## START PROVIDED TEXT
2023-07-10 Thread Kevin Traynor
other_config:pmd-maxsleep is a config option to allow
PMD thread cores to sleep under low or no load conditions.

Rename it to 'pmd-sleep-max' to allow a more structured
name and so that additional options or command can follow
the 'pmd-sleep-xyz' pattern.

Use of other_config:pmd-maxsleep will result in a warning
and it's value will be ignored.

Signed-off-by: Kevin Traynor 
Reviewed-by: David Marchand 
---
 Documentation/topics/dpdk/pmd.rst |  2 +-
 NEWS  |  1 +
 lib/dpif-netdev.c |  7 ++-
 tests/pmd.at  | 12 ++--
 vswitchd/vswitch.xml  |  2 +-
 5 files changed, 15 insertions(+), 9 deletions(-)

diff --git a/Documentation/topics/dpdk/pmd.rst 
b/Documentation/topics/dpdk/pmd.rst
index e70986d16..b261e9254 100644
--- a/Documentation/topics/dpdk/pmd.rst
+++ b/Documentation/topics/dpdk/pmd.rst
@@ -335,5 +335,5 @@ This can be enabled by setting the max requested sleep time 
(in microseconds)
 for a PMD thread::
 
-$ ovs-vsctl set open_vswitch . other_config:pmd-maxsleep=50
+$ ovs-vsctl set open_vswitch . other_config:pmd-sleep-max=50
 
 With a non-zero max value a PMD may request to sleep by an incrementing amount
diff --git a/NEWS b/NEWS
index 6a990c921..6c0b09e0a 100644
--- a/NEWS
+++ b/NEWS
@@ -45,4 +45,5 @@ Post-v3.1.0
interfaces that support it.  See the 'status' column in the 'interface'
table to check the status.
+ * Rename 'pmd-maxsleep' other_config to 'pmd-sleep-max'.
- Linux TC offload:
  * Add support for offloading VXLAN tunnels with the GBP extensions.
## END PROVIDED TEXT
## START EXTRACTED RECORDS
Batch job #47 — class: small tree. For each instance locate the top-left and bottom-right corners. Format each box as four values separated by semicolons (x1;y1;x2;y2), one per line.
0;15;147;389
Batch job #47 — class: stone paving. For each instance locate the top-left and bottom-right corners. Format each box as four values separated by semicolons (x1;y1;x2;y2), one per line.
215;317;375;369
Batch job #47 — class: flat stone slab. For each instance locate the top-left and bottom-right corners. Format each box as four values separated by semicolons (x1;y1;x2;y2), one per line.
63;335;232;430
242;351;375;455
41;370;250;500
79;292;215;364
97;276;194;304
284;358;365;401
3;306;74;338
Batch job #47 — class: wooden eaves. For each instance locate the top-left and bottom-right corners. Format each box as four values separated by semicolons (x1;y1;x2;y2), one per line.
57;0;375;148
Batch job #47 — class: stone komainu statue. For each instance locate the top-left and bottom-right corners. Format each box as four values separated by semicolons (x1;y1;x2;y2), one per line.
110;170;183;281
## END EXTRACTED RECORDS
PROBLEM DETAILS
Rewrite the part of the patch that opens with the words containing "Signed-off-by: Kevin Traynor" and closes with "insertions(+), 9 deletions(-)", replacing "Reviewed-by" with "Acked-by".

EXERCISE RESULT
Signed-off-by: Kevin Traynor 
Acked-by: David Marchand 
---
 Documentation/topics/dpdk/pmd.rst |  2 +-
 NEWS  |  1 +
 lib/dpif-netdev.c |  7 ++-
 tests/pmd.at  | 12 ++--
 vswitchd/vswitch.xml  |  2 +-
 5 files changed, 15 insertions(+), 9 deletions(-)